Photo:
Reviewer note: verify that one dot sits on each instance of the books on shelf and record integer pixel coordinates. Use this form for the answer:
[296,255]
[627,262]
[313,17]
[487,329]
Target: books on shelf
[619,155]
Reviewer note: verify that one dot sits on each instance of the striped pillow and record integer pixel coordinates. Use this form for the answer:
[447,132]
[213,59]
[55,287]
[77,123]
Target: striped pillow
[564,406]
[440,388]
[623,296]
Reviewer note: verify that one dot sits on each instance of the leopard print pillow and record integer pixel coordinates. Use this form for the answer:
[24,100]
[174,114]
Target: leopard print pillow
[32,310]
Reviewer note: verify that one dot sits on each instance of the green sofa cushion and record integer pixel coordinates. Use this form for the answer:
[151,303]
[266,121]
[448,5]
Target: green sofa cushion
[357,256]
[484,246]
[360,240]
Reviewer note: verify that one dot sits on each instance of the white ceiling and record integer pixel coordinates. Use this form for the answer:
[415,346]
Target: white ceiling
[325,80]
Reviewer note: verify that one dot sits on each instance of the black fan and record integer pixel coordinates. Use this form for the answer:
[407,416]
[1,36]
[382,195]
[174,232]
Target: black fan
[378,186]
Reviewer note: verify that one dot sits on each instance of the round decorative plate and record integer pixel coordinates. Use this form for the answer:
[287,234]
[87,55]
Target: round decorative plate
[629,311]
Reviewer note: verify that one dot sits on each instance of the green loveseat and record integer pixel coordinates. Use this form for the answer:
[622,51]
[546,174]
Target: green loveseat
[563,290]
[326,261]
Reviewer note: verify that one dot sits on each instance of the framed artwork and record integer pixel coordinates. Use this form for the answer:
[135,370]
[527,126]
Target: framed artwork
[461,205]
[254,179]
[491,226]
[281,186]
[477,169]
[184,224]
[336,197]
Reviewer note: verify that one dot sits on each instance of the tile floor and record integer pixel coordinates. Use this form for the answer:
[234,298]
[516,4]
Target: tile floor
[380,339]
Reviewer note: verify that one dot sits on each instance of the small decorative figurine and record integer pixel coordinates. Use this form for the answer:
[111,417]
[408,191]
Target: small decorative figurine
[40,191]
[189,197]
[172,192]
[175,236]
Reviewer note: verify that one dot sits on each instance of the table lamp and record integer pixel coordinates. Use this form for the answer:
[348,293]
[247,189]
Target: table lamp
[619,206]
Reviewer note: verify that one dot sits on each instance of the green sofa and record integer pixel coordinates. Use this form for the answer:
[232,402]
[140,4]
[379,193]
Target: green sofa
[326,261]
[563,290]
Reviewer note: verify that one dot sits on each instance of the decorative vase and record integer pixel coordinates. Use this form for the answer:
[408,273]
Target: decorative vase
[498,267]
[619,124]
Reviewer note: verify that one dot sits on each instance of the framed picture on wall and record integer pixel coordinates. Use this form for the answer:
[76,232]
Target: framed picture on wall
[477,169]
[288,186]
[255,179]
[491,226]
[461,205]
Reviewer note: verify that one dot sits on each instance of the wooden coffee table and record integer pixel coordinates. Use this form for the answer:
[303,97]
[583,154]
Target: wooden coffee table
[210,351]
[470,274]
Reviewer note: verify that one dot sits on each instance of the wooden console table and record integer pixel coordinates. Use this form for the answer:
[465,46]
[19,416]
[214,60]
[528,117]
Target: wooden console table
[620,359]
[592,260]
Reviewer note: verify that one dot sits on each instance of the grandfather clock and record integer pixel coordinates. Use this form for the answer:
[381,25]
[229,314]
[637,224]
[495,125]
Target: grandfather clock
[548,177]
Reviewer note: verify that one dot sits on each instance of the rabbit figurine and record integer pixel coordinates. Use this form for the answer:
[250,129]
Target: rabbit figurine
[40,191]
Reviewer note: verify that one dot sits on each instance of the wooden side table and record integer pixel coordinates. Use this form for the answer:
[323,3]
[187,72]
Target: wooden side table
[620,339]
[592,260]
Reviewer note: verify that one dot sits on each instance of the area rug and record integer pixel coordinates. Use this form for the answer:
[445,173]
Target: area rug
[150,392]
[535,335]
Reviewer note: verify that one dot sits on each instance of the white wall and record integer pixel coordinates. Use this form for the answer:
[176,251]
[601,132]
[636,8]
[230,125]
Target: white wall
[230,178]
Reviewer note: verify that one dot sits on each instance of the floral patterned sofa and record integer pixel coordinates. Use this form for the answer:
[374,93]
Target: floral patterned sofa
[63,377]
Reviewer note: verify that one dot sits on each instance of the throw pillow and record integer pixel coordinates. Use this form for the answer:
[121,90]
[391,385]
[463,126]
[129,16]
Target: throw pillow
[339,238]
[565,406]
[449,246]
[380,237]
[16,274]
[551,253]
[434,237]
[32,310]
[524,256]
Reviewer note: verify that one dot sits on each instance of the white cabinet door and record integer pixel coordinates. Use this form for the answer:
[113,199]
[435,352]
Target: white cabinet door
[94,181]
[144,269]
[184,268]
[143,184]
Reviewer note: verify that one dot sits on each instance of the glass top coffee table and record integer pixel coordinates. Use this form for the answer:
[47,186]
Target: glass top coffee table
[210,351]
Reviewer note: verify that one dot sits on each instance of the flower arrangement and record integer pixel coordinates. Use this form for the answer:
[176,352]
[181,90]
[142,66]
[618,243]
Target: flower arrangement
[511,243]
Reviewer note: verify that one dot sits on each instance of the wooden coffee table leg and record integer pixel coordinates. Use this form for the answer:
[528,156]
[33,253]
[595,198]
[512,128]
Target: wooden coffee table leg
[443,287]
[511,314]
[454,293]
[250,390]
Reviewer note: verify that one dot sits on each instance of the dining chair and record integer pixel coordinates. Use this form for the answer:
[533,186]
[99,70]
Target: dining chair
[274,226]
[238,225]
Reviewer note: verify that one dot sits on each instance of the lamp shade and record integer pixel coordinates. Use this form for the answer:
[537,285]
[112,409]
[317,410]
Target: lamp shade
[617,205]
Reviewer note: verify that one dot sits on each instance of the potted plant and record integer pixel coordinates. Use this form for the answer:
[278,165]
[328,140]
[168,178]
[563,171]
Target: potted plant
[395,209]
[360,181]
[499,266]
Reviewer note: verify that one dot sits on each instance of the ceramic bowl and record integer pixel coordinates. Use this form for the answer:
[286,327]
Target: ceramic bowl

───

Within the entries, find all lines that contain "ceramic" and copy each one.

*WRITTEN SOLUTION*
Reviewer note: verify that one dot sits on each instance of the ceramic bowl and record integer pixel coordinates. Use this form for the answer:
Target: ceramic bowl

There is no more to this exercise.